# Trecho da página
Conexões de Saberes-UFG

17 março, 2007

Conectando saberes: saúde e ciências humanas

Uma análise superficial das ciências revelaria um distanciamento, considerado por muitos como óbvio, entre a saúde e as ciências humanas, entidades paralelas, porém distintas e particulares o suficiente para impedir qualquer ligação entre ambas. Entretanto, existe uma estreita relação entre saúde, arte, filosofia, história, que não pode ser esquecida, como tem feito a sociedade moderna, quando separa a saúde das ciências humanas. Não é saúde também um objeto de estudos das ciências humanas?

O sistema neoliberal, com sua lógica mercantilista e reducionista, distanciou totalmente a saúde de valores humanísticos, tornando o profissional de saúde um prestador de serviço e o paciente, um cliente. Isto transformou a relação profissional – paciente, relação esta até então estreitada em laços humanizados, em uma relação mercadológica, de simples troca de serviço.

Ao criar o Projeto HumanizaSUS, o Ministério da Saúde inicia um trabalho de (re)humanização da saúde, tentando resgatar para a saúde pública valores corrompidos pelo sistema neoliberal com sua lógica mercantilista. Nesse contexto, oferecer saúde não significa apenas atender a doença do paciente, mas sim, reverter esta lógica, de forma a levar em conta, também, as questões psicológicas e culturais, para um atendimento integral ao cidadão. Para conseguir isso, é preciso sem dúvida que a saúde esteja totalmente inserida no contexto das ciências humanas e sociais, reaproximando esses saberes distintos, porém indissociáveis.

Para corroborar com esta nova perspectiva de saúde, as atuais Diretrizes Curriculares Nacionais para o Curso de Medicina, estabelecem que a “estrutura do curso de Medicina deverá incluir dimensões éticas e humanísticas, desenvolvendo no aluno atitudes e valores orientados para a cidadania”. Desta forma, o profissional da saúde deve atuar na perspectiva da integralidade da assistência, com senso de responsabilidade social e compromisso com a cidadania, como promotor da saúde integral do ser humano.

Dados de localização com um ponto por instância
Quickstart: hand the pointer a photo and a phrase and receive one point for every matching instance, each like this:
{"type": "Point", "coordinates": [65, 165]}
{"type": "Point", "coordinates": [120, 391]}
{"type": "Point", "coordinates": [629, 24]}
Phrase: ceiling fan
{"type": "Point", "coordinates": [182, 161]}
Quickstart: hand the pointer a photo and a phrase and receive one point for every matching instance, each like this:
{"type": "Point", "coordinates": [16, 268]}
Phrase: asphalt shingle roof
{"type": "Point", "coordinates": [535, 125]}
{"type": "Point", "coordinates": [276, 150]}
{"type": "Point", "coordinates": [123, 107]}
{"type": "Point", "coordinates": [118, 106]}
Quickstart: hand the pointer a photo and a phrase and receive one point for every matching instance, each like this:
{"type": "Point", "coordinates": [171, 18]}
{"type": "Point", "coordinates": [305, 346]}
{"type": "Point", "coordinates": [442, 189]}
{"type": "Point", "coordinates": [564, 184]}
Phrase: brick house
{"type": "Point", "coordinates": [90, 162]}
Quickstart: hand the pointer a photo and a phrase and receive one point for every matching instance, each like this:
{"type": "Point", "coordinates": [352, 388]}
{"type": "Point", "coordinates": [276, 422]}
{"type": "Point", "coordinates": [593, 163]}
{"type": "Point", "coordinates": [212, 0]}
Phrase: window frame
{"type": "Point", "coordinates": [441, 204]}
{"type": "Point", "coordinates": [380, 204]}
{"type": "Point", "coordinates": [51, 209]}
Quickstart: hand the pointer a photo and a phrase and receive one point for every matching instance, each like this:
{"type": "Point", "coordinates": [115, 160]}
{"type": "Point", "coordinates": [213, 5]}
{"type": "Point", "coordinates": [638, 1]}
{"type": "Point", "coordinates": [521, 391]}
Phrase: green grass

# Tarefas a realizar
1 > De acordo com o texto sobre saúde e ciências humanas, que projeto o Ministério da Saúde criou para iniciar a (re)humanização da saúde?
2 > Prossiga o texto sobre saúde e ciências humanas, dando sequência ao seu último parágrafo.

# Resultados das tarefas
1 > O Projeto HumanizaSUS.

2 >
A saúde perdeu seu caráter humanista devido à enorme influência que a prática médica sofreu de uma visão reducionista e mercantilista, tanto de Homem como de Ciência. Para frear este processo de (des) humanização da saúde, faz-se necessário abortar toda e qualquer tentativa de distanciar a saúde da arte, da cultura, da filosofia, e porque não dizer da literatura. Aliás, já há algum tempo, a literatura vem tentando conectar arte e saúde. A literatura, em certo sentido, modificou e aproximou a relação entre saúde e arte, ao se tornar porta-voz, em muitas ocasiões, das necessidades e anseios do brasileiro no que se refere às suas condições de saúde.

Conectar saúde com arte, ética, filosofia, sociologia, literatura e muitas outras áreas do conhecimento deve ser o passo inicial para o rompimento do paradigma neoliberal que fragmenta o conhecimento em partes distintas e não relacionadas com o todo. O homem deve ser compreendido em suas implicações psicológicas, sociais, relacionais, históricas, antropológicas e culturais.

Parafraseando Godofredo Rangel em fala sobre Euclides da Cunha - “o grande triunfo de Euclides foi meter um pouco de ciência na literatura” - , diríamos que o grande triunfo do homem contemporâneo será introduzir um pouco de arte, de cultura, de ética e de sociologia na ciência da saúde. Apesar de separadas cartesianamente, a saúde e as ciências humanas precisam andar juntas para se garantir saúde em sentido amplo a todos os Jecas Tatus espalhados pelo Brasil.

Enquanto esses saberes forem pensados como antagônicos, continuará existindo um modelo assistencialista que exclui e impede que todos, sem distinção de cor, raça ou status social tenham acesso a uma saúde de qualidade, integral e, acima de tudo, humanizada, capaz de compreender os intricados fenômenos históricos, sociais e emocionais que permitem à pessoa construir seu adoecer.

Alan, estudante de medicina e bolsista.